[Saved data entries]
— start —

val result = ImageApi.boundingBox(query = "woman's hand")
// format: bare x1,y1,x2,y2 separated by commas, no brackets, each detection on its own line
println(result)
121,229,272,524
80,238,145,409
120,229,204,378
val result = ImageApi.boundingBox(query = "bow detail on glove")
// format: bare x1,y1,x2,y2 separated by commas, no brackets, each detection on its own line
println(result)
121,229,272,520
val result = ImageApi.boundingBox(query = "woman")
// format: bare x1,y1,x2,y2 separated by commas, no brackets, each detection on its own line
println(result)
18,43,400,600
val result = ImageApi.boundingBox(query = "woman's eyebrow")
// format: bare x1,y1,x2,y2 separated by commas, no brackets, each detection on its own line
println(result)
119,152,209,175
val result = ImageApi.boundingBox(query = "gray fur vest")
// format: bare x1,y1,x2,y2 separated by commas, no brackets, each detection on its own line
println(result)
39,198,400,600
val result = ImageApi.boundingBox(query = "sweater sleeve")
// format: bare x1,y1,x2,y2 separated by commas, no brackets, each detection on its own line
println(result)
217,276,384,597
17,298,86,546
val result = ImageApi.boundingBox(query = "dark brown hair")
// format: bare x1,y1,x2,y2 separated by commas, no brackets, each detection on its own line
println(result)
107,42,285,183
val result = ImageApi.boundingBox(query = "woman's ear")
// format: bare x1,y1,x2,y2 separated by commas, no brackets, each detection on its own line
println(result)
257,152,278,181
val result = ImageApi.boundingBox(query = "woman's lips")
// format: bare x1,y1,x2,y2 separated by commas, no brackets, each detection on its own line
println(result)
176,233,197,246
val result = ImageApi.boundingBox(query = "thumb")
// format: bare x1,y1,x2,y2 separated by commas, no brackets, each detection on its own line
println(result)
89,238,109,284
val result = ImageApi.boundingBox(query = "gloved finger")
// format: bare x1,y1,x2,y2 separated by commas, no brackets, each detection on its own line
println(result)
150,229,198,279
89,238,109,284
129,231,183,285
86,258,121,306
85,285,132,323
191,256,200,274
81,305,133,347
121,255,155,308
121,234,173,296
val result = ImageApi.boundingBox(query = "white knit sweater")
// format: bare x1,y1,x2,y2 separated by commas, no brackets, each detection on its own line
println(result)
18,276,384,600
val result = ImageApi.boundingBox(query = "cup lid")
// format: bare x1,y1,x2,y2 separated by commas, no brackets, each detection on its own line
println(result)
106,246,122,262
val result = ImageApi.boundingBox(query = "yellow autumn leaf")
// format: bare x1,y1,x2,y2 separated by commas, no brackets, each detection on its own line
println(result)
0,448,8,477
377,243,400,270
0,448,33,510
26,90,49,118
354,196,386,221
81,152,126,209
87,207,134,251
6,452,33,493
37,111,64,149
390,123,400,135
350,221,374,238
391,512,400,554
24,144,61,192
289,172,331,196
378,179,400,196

— end —

§ What you need to do: Report every line in the records above that contains the string "sweater", copying each such line in full.

§ Exercise answer:
val result = ImageApi.boundingBox(query = "sweater sleeve")
val result = ImageApi.boundingBox(query = "white knit sweater")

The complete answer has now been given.